__ASSIGNMENT 1__:
In the passage on the ICI writer's cramp ruling, switch "Law Lords" to "senior judges" and reproduce the text between "However, he expressed" and "secretary for ICI.", inclusive.
__ASSIGNMENT 2__:
Resume the passage on the ICI writer's cramp ruling after its final sentence.

__PASSAGE FOR REVIEW__:
===============
In the time since the condition was listed as an injury by the government Department of Health and Social Security many years ago, other medically definable RSI conditions, such as carpal tunnel syndrome, have been recognized, he said. These types of injuries would be easier to medically prove in court, he said.

As a result, the ICI case is not likely to impact any of the law firm's 500 or so RSI cases currently filed in court, said Mr. Allen.

However, he expressed concern over the Law Lords' ruling that employers are not obliged to issue warnings about the risk of contracting writer's cramp.

"Lord Hope suggested that an intelligent employee should be able to plan his or her day to incorporate breaks and should be aware of the dangers without company warnings," Mr. Allen noted.

"I think it odd that the House of Lords took so robust a decision. Warnings can be very effective, and both employees and employers realize that information about dangers and hazards are beneficial to both parties," said Mr. Allen.

Four of a panel of five Law Lords ruled June 25 that the Court of Appeal had no right to overturn the original trial judge's ruling that Ann Pickford had failed to prove that the cramp in her hand had a physical cause or that it was caused by her typing work as a secretary for ICI.
===============
__EXTRACTED DATA__:
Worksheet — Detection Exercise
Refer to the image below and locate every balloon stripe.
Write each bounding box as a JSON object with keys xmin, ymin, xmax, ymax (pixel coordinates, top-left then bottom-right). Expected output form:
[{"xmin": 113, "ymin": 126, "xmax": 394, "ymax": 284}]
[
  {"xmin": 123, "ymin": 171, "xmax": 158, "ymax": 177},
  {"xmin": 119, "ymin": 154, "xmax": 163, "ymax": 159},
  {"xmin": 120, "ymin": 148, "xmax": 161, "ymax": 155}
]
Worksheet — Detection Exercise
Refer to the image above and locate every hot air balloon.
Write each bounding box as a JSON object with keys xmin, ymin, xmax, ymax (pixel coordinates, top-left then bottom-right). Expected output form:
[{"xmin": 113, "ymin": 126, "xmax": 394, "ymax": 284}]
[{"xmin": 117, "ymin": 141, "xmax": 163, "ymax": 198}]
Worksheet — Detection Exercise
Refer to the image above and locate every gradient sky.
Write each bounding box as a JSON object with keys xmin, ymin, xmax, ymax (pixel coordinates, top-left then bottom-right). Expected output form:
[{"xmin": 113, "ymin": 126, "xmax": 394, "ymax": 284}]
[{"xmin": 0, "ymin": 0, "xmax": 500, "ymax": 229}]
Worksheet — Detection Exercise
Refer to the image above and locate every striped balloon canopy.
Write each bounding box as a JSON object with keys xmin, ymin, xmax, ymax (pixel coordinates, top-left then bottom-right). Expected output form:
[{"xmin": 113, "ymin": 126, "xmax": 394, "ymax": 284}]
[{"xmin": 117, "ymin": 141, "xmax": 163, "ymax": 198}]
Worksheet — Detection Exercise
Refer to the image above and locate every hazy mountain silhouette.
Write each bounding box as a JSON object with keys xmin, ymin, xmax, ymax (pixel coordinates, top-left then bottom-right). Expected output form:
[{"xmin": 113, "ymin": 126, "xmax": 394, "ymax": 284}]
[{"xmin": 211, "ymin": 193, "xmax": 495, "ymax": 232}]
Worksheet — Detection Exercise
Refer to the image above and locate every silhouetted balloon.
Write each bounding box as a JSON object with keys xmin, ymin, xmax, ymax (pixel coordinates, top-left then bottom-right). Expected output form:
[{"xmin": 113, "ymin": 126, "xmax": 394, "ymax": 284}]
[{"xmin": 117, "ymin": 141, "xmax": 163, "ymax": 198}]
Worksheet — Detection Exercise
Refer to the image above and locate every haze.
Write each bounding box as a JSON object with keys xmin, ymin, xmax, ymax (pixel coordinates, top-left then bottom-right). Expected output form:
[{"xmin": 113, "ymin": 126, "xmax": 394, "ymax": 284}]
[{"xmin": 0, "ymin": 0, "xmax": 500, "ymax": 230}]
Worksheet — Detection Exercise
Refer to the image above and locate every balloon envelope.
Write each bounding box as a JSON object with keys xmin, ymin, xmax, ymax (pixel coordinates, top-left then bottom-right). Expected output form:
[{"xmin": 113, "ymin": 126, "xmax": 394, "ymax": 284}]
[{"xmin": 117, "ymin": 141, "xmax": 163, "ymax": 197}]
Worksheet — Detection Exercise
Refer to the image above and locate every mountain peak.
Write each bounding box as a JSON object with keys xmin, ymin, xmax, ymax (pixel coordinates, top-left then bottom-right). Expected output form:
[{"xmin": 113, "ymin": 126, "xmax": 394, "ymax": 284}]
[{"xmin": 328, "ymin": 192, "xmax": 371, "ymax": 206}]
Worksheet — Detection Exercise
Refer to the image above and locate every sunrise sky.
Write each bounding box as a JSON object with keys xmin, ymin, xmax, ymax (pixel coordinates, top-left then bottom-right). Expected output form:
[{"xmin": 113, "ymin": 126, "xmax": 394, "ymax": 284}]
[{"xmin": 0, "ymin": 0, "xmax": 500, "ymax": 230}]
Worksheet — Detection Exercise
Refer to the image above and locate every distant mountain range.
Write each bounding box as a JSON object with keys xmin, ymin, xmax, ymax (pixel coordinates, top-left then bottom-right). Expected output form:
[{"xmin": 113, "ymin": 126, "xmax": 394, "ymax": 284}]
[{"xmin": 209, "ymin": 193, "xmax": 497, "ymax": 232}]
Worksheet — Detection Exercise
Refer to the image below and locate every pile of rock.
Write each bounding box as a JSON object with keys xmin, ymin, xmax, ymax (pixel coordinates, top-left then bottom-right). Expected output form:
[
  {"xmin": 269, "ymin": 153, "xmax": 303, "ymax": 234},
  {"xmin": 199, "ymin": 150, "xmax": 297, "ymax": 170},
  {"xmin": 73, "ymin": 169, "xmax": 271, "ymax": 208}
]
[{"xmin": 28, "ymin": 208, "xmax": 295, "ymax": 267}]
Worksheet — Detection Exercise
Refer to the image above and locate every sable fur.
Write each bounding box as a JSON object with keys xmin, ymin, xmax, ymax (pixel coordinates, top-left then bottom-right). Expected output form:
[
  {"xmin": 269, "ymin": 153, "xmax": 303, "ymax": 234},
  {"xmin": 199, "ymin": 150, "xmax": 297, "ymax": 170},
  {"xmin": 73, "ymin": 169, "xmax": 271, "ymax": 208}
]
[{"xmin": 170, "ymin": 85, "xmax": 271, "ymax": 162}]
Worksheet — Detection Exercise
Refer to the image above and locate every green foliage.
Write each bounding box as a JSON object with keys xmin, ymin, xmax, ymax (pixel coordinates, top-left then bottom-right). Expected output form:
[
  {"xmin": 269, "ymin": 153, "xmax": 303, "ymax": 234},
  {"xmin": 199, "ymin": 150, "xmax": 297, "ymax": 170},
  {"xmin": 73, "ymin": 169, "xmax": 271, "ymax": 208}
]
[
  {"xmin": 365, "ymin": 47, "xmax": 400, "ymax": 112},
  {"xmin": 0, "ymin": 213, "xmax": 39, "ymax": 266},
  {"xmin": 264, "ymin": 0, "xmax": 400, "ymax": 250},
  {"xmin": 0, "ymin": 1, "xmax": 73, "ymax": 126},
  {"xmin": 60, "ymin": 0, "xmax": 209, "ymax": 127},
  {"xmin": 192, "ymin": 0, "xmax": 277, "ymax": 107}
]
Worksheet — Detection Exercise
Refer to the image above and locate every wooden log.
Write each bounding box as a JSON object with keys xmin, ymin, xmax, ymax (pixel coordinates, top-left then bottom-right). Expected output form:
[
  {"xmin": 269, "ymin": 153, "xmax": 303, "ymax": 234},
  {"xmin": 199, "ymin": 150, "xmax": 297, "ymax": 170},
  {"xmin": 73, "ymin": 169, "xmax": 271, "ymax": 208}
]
===============
__TASK OUTPUT 1__:
However, he expressed concern over the senior judges' ruling that employers are not obliged to issue warnings about the risk of contracting writer's cramp.

"Lord Hope suggested that an intelligent employee should be able to plan his or her day to incorporate breaks and should be aware of the dangers without company warnings," Mr. Allen noted.

"I think it odd that the House of Lords took so robust a decision. Warnings can be very effective, and both employees and employers realize that information about dangers and hazards are beneficial to both parties," said Mr. Allen.

Four of a panel of five senior judges ruled June 25 that the Court of Appeal had no right to overturn the original trial judge's ruling that Ann Pickford had failed to prove that the cramp in her hand had a physical cause or that it was caused by her typing work as a secretary for ICI.

__TASK OUTPUT 2__:
Ms. Pickford worked as a full-time secretary for London-based ICI's pharmaceutical section in Macclesfield, south of Manchester, England, from January 1984 to May 1990. As the secretary to three section managers, typing took up about 50% of her work time. In May 1989, she complained to her doctor of pain in her hands. Her doctor could find no abnormality but signed her off work for several weeks. She was seen by a company doctor, who noted that the volume of typing seemed to be the problem but was unable to find any organic, or physical, explanation for the pain.

After seeing several specialists, she was placed on long-term disability in November 1989. Ms. Pickford returned to work in May 1990 but left three days later. The company ended her employment in September 1990 because there was no work available for which she felt she was fit.

Ms. Pickford then sued ICI, claiming the company's negligence had caused her to sustain Prescribed Disease A4, listed by the government's Department of Health and Social Security as a cramp of the hand or forearm due to repetitive movements.

She argued that the complaint was organic in origin, that it had been caused by a large amount of typing without breaks, and that her employer was negligent in failing to warn her of the risks of developing PDA4 if she did not take breaks.

The trial judge decided the plaintiff had failed to prove the complaint had a physical cause or that it was caused by her typing. He also ruled that the employer was not obliged to specify breaks because her duties provided natural breaks from typing, such as telephone calls and speaking to managers. He also noted that it is not the practice in business in general to warn of the risks of RSI because that could prompt more people to claim they have the condition.

The Court of Appeal, with one judge dissenting, reversed the trial judge's decision, ruling that Ms. Pickford should have been warned of the risk and that in not doing so, ICI was negligent.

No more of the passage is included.